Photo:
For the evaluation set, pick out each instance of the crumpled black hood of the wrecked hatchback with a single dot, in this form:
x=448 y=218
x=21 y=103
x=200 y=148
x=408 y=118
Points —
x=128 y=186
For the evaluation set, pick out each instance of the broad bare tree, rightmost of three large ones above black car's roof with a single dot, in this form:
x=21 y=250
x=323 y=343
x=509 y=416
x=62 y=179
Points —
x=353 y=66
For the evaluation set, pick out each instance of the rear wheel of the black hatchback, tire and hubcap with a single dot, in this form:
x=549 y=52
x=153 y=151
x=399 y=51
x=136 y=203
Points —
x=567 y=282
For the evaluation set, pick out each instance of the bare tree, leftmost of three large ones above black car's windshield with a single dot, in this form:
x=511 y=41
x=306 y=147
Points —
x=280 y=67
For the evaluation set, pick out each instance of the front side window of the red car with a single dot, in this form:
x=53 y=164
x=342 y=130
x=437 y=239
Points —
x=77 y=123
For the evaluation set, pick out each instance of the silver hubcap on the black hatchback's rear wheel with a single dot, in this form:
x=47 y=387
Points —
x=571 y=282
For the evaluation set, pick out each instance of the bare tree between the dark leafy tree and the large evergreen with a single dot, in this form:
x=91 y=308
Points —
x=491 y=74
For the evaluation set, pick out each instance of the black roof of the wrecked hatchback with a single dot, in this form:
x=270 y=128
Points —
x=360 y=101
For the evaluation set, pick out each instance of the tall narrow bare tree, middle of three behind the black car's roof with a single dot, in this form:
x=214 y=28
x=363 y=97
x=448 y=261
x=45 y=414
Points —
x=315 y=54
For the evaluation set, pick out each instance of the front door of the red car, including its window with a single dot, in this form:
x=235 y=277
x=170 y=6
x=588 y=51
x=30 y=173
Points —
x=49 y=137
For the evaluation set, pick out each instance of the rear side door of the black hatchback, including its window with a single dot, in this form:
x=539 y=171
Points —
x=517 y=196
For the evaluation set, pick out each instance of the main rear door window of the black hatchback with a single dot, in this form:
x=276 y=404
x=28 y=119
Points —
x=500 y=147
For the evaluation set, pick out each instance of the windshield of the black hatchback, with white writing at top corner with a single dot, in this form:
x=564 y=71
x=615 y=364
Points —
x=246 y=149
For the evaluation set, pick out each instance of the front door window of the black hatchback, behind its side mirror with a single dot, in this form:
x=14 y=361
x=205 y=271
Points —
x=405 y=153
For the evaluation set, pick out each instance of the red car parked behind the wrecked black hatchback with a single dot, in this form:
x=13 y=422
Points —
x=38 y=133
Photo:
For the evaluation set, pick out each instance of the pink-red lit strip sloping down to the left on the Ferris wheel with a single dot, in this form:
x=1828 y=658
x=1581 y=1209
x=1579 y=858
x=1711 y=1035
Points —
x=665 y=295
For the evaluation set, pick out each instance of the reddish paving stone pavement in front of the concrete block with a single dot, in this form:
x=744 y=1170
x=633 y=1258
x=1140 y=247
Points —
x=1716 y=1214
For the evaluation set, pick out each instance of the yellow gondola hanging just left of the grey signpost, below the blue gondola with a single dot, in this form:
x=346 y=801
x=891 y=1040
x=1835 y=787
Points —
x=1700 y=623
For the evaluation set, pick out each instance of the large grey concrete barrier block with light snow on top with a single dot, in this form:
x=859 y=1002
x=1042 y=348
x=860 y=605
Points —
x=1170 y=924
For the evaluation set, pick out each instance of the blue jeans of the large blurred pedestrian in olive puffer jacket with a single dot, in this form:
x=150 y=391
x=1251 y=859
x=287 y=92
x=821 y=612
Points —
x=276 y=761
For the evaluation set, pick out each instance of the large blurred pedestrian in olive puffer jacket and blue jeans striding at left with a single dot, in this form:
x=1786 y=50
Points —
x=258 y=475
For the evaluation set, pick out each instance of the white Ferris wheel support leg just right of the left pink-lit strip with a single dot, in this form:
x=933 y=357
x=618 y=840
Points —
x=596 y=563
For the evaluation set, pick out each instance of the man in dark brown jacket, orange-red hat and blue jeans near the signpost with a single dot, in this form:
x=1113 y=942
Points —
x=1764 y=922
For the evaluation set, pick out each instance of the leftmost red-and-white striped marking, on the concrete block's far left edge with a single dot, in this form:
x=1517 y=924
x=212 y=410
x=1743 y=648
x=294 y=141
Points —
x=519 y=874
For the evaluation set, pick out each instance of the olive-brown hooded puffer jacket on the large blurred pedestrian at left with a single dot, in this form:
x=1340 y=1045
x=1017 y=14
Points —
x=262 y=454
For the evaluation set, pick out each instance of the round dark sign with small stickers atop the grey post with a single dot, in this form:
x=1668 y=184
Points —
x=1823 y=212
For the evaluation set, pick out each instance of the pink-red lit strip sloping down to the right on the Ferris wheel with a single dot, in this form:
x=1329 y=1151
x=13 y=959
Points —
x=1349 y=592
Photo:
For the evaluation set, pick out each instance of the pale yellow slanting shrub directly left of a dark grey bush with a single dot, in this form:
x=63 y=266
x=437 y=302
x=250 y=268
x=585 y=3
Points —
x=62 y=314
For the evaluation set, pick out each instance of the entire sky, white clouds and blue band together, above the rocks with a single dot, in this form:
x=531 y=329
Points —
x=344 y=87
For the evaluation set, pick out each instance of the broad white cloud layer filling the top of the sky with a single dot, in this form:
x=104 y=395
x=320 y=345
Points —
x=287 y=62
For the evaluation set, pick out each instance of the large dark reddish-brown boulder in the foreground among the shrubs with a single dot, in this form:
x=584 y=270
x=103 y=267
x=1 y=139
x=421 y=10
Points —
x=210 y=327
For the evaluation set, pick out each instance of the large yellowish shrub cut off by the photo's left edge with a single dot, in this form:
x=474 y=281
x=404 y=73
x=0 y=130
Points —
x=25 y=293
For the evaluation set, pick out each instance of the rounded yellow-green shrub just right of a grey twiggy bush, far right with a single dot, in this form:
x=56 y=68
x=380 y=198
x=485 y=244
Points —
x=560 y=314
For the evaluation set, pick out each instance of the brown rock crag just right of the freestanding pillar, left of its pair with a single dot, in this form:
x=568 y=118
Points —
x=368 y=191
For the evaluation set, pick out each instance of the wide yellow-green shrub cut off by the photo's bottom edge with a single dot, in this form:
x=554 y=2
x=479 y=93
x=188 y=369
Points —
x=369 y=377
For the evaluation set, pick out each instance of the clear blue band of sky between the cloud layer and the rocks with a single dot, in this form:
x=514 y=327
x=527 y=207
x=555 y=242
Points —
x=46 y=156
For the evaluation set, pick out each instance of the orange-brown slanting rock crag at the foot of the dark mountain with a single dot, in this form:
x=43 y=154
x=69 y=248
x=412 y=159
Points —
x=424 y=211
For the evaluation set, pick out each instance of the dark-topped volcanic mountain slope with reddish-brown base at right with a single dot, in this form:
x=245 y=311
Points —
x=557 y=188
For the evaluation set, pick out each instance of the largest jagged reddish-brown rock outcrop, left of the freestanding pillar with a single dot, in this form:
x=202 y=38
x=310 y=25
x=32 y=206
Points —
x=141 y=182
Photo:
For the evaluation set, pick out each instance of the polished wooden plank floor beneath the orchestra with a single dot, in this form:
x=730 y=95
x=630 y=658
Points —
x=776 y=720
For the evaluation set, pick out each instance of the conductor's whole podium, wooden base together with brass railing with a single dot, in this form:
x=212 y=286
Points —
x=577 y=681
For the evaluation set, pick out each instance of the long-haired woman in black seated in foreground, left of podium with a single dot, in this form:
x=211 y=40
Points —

----------------------------------------

What the exercise asks: Output only the lines from the one containing "x=527 y=207" through the end of the material, please, exactly as they appear.

Written answer:
x=527 y=207
x=555 y=242
Points —
x=46 y=156
For the evaluation set, pick out each instance of the orange-brown slanting rock crag at the foot of the dark mountain with a single dot, in this form:
x=43 y=154
x=69 y=248
x=412 y=159
Points —
x=424 y=211
For the evaluation set, pick out each instance of the dark-topped volcanic mountain slope with reddish-brown base at right with a single dot, in this form:
x=245 y=311
Points —
x=557 y=188
For the evaluation set, pick out each instance of the largest jagged reddish-brown rock outcrop, left of the freestanding pillar with a single dot, in this form:
x=202 y=38
x=310 y=25
x=32 y=206
Points —
x=141 y=182
Photo:
For the evaluation set, pick out each instance of the polished wooden plank floor beneath the orchestra with a single dot, in this form:
x=730 y=95
x=630 y=658
Points —
x=776 y=720
For the evaluation set, pick out each instance of the conductor's whole podium, wooden base together with brass railing with a single dot, in this form:
x=212 y=286
Points —
x=577 y=681
For the evaluation set, pick out each instance of the long-haired woman in black seated in foreground, left of podium with a single dot, in this form:
x=211 y=40
Points —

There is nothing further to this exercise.